[Data items]
/---
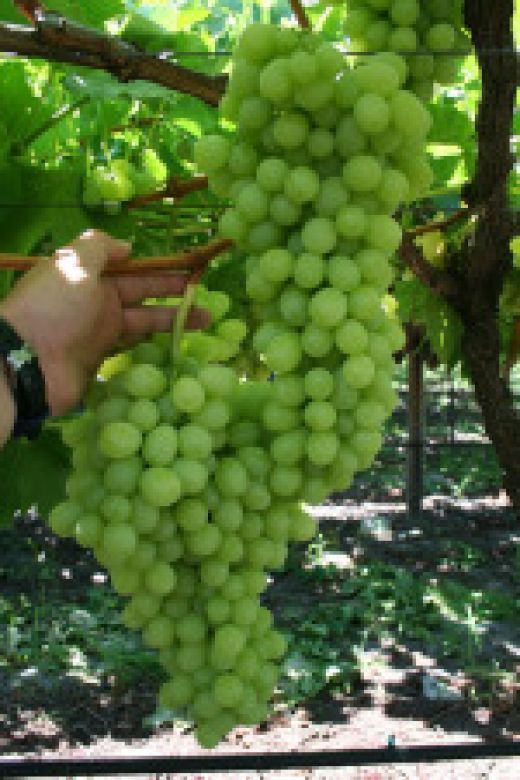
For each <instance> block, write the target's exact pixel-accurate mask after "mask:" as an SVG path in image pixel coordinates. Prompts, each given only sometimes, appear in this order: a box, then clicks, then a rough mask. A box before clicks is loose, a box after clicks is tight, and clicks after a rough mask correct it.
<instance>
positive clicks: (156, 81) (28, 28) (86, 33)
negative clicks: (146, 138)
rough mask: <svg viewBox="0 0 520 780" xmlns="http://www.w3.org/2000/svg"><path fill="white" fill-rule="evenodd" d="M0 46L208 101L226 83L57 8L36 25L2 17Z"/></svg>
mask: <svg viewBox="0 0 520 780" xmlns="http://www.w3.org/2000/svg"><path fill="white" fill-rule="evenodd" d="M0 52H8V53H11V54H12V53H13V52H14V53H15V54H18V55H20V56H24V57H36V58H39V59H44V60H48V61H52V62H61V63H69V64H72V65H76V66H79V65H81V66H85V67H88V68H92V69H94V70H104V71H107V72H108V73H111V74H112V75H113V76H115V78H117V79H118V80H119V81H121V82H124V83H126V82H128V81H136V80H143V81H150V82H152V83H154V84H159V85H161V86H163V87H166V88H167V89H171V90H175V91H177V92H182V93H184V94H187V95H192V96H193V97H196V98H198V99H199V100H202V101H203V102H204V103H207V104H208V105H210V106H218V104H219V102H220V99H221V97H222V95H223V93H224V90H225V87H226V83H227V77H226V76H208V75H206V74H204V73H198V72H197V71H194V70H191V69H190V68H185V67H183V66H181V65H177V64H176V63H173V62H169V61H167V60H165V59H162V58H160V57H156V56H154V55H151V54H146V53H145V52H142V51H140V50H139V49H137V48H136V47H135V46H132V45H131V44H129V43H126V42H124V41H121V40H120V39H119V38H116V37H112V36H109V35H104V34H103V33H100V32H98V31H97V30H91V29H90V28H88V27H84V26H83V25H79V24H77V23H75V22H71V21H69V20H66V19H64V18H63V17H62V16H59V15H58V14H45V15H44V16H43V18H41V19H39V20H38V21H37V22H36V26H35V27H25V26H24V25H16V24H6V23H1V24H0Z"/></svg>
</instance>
\---
Reproduce the listing with every "rough mask" changed to "coarse mask" and nothing else altered, leaving out the pictures.

For each <instance> block, write the target's exact pixel-accurate mask after "mask:" as an SVG path in image pixel coordinates. Prompts, each given only sometimes, appear in this order: a box, then clicks, then a coarse mask. A box before clicks is loose, a box after clicks is tight, and clicks after a coarse mask correct it.
<instance>
positive clicks: (156, 81) (28, 28) (86, 33)
negative clicks: (146, 138)
coarse mask: <svg viewBox="0 0 520 780" xmlns="http://www.w3.org/2000/svg"><path fill="white" fill-rule="evenodd" d="M0 46L208 101L226 83L57 8L36 25L2 17Z"/></svg>
mask: <svg viewBox="0 0 520 780" xmlns="http://www.w3.org/2000/svg"><path fill="white" fill-rule="evenodd" d="M0 52H8V53H11V54H12V53H13V52H14V53H15V54H18V55H20V56H24V57H36V58H39V59H44V60H48V61H52V62H61V63H69V64H72V65H76V66H79V65H81V66H85V67H88V68H92V69H94V70H104V71H107V72H108V73H111V74H112V75H113V76H115V78H117V79H118V80H119V81H121V82H124V83H126V82H128V81H136V80H143V81H150V82H152V83H154V84H159V85H161V86H163V87H166V88H167V89H171V90H175V91H177V92H182V93H184V94H187V95H192V96H193V97H196V98H198V99H199V100H202V101H203V102H204V103H207V104H208V105H210V106H218V104H219V102H220V99H221V97H222V95H223V93H224V90H225V87H226V83H227V77H226V76H208V75H206V74H204V73H198V72H197V71H194V70H191V69H190V68H185V67H183V66H181V65H177V64H176V63H173V62H169V61H167V60H165V59H162V58H160V57H156V56H154V55H151V54H146V53H145V52H142V51H140V50H139V49H137V48H136V47H135V46H132V45H131V44H129V43H126V42H124V41H121V40H120V39H119V38H116V37H112V36H109V35H104V34H103V33H100V32H98V31H97V30H91V29H90V28H88V27H84V26H83V25H79V24H77V23H75V22H71V21H69V20H66V19H64V18H63V17H62V16H59V15H58V14H45V15H44V16H43V18H41V19H39V20H38V21H37V22H36V26H35V27H25V26H24V25H16V24H6V23H1V24H0Z"/></svg>
</instance>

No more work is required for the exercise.